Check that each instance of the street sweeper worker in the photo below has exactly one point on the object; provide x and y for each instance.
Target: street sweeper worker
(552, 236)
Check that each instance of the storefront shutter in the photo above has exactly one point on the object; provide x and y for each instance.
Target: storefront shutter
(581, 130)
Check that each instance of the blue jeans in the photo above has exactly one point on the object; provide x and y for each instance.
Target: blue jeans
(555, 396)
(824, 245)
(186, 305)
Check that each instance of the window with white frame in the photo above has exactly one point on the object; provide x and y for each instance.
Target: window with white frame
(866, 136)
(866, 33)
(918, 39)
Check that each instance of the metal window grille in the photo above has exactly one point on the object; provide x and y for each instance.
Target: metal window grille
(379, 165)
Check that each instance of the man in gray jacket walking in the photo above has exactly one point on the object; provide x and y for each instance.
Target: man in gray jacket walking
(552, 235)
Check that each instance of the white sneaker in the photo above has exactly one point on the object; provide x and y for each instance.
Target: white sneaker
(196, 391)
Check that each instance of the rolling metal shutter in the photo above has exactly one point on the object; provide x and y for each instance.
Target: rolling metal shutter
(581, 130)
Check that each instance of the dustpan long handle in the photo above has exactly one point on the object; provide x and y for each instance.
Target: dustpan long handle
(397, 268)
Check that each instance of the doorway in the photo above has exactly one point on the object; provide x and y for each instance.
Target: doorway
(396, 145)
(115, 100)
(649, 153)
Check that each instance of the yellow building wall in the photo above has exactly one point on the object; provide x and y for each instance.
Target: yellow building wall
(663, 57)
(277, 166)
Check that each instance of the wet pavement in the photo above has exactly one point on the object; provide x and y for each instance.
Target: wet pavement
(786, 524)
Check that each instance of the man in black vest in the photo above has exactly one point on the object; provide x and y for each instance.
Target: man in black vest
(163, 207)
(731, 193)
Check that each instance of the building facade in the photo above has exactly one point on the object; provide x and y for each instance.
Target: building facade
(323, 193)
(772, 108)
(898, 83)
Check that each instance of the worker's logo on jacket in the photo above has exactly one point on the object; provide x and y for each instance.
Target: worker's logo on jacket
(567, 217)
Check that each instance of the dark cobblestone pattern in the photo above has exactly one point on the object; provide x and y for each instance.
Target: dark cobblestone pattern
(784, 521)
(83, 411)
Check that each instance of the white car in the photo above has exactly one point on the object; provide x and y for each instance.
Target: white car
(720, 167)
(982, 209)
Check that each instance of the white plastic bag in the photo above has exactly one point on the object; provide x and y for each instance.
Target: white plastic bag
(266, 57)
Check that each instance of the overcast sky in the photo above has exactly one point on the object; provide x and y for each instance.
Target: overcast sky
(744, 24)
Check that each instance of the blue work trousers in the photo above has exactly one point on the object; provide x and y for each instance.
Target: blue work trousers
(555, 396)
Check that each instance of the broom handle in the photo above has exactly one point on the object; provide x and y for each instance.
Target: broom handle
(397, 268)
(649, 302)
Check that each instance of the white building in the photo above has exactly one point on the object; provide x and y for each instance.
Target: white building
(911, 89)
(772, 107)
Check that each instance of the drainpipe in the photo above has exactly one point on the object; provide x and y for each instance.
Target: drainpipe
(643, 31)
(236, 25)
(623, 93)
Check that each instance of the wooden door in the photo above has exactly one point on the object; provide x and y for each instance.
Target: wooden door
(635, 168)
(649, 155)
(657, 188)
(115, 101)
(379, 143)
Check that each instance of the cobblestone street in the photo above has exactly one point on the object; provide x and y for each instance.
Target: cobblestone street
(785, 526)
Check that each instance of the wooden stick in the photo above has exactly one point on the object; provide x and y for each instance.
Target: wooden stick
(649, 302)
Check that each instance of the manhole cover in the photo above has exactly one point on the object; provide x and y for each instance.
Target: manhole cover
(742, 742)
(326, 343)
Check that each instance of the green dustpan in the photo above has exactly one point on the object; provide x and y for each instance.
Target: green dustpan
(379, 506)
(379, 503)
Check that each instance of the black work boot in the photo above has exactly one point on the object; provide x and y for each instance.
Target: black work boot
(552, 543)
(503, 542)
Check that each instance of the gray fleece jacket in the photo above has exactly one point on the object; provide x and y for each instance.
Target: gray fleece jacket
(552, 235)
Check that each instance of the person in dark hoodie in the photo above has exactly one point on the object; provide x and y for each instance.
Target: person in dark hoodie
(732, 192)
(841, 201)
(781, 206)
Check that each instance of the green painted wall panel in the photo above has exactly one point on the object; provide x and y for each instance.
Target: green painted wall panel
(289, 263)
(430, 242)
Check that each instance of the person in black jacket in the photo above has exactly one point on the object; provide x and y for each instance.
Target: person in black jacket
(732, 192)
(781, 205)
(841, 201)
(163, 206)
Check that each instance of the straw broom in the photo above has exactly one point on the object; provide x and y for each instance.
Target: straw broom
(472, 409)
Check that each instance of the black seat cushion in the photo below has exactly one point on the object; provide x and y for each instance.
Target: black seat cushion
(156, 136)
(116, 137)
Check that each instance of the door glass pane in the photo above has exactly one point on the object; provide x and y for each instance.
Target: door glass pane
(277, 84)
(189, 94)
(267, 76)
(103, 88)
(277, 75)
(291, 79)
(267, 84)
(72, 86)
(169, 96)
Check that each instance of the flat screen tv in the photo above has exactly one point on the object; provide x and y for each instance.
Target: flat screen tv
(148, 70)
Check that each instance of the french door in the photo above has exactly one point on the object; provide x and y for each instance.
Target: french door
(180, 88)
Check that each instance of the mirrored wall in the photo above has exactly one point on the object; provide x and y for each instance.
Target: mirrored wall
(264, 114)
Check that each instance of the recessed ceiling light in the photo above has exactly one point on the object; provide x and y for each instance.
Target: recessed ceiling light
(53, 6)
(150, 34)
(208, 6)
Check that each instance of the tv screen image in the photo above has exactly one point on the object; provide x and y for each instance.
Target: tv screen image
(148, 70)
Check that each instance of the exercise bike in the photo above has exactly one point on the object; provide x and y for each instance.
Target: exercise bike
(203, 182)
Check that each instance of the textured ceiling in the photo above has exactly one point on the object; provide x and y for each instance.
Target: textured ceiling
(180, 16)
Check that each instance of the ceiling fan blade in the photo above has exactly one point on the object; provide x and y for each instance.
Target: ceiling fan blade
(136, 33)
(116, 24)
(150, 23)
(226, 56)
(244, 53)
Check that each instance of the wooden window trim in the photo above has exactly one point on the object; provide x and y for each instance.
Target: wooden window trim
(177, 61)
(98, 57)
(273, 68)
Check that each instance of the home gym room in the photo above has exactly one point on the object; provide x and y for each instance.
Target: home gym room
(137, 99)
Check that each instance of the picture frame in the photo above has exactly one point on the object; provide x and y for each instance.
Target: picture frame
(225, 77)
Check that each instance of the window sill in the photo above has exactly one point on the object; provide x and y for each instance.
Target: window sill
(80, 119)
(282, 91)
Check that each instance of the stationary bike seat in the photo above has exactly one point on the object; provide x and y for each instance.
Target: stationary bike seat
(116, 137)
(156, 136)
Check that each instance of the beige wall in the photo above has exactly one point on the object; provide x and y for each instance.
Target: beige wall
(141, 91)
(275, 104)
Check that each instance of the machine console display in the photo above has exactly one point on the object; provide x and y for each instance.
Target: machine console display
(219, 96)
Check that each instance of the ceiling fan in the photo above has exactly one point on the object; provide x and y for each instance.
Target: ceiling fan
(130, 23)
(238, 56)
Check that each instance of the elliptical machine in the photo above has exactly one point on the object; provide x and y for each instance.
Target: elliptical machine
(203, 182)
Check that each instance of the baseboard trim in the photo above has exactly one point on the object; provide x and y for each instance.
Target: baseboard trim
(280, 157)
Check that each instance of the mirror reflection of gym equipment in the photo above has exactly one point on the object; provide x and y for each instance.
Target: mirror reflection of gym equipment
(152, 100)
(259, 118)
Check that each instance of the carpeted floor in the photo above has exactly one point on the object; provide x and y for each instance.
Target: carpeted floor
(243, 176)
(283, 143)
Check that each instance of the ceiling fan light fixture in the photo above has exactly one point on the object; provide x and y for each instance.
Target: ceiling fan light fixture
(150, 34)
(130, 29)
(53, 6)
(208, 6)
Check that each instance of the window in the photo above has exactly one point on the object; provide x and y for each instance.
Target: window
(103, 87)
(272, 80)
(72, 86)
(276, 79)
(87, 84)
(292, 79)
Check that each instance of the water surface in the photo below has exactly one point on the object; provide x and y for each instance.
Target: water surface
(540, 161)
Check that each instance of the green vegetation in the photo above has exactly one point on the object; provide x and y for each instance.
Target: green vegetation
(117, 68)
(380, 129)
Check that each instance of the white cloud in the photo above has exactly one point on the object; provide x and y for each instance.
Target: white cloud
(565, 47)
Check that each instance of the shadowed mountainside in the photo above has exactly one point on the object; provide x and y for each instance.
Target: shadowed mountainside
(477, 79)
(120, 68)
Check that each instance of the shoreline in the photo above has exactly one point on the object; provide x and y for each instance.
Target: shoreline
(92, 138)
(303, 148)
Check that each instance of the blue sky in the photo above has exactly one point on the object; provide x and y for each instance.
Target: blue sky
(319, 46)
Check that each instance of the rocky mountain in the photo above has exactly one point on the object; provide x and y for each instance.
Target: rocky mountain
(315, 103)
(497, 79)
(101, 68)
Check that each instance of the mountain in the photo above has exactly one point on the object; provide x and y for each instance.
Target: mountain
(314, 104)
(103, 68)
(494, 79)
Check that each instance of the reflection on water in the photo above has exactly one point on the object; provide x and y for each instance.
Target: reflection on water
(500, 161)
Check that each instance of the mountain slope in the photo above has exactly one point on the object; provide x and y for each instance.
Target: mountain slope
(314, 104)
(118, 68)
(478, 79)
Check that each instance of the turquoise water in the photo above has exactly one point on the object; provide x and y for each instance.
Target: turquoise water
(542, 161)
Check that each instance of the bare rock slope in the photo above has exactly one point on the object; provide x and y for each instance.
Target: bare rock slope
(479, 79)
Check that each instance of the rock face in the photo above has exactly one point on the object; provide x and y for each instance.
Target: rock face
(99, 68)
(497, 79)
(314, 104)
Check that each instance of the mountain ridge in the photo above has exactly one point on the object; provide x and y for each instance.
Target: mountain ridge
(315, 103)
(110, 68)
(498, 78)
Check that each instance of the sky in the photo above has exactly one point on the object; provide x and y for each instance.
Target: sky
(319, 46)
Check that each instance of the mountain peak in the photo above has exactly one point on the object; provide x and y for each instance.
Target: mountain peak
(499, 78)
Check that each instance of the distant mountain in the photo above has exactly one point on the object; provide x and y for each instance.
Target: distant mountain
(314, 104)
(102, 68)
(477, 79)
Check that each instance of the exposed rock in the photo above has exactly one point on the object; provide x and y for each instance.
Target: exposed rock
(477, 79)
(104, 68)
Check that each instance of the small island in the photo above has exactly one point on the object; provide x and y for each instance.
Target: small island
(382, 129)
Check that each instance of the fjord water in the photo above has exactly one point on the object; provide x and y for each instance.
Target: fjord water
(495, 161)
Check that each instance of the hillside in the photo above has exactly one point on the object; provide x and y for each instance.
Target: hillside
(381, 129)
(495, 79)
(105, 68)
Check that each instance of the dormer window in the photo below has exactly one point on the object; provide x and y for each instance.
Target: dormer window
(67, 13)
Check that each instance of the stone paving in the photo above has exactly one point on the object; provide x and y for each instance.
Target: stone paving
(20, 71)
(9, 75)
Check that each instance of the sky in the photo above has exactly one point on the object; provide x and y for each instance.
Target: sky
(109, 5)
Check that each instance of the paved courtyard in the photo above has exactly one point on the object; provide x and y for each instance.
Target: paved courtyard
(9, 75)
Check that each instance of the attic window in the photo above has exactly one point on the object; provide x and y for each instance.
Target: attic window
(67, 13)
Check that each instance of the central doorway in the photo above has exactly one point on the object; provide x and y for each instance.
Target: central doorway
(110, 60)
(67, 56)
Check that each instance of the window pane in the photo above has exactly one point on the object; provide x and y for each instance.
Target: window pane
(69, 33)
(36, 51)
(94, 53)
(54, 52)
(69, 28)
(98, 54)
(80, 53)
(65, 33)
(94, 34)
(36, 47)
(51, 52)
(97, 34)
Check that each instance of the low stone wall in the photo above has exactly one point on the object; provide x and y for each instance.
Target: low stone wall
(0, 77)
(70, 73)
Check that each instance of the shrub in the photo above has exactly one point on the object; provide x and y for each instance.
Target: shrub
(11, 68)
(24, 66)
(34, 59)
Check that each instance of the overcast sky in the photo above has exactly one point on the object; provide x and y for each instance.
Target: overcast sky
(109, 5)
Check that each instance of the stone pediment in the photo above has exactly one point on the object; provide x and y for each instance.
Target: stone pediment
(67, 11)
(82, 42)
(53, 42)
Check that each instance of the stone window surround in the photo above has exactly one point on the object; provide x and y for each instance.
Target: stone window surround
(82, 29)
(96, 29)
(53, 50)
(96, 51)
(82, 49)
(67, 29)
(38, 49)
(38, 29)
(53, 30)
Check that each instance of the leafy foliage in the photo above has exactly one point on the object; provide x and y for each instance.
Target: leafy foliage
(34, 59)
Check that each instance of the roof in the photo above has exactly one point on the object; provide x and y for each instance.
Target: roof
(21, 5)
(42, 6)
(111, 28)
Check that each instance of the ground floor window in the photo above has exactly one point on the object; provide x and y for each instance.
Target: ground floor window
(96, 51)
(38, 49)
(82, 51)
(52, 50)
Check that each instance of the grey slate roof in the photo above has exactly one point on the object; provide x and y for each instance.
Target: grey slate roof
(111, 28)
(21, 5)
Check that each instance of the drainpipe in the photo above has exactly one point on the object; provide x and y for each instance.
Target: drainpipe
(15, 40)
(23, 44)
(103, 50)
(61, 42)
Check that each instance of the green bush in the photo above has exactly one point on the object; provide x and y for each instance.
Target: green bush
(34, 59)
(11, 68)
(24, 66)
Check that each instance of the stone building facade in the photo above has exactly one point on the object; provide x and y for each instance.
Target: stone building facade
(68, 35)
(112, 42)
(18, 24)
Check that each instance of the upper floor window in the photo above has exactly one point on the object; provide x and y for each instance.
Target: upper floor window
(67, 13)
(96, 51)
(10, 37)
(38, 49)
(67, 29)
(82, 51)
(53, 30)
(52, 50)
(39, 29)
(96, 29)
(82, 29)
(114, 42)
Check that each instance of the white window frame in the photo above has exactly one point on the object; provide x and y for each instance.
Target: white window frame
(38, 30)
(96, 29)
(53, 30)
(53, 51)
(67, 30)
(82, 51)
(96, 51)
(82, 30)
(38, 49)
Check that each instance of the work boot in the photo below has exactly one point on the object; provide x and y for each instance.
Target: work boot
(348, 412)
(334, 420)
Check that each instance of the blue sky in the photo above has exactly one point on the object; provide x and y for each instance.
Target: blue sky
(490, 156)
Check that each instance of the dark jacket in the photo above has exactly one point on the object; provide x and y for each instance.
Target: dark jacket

▶ **Instructions for the task**: Write out only what runs from the line holding "Check that each instance of the work boot" through the last line of the records, exactly as shown.

▶ **Problem solution**:
Check that each instance of the work boot in the photo below has exactly one point on the object; provide x and y for each instance.
Target: work boot
(348, 412)
(334, 420)
Check that each instance of the blue sky in the photo above has exactly one point on the object; provide x and y for each instance.
Target: blue sky
(490, 156)
Check that each instance of the dark jacket in the photo above has exactly one point on the object; provide x and y for each instance.
Target: dark jacket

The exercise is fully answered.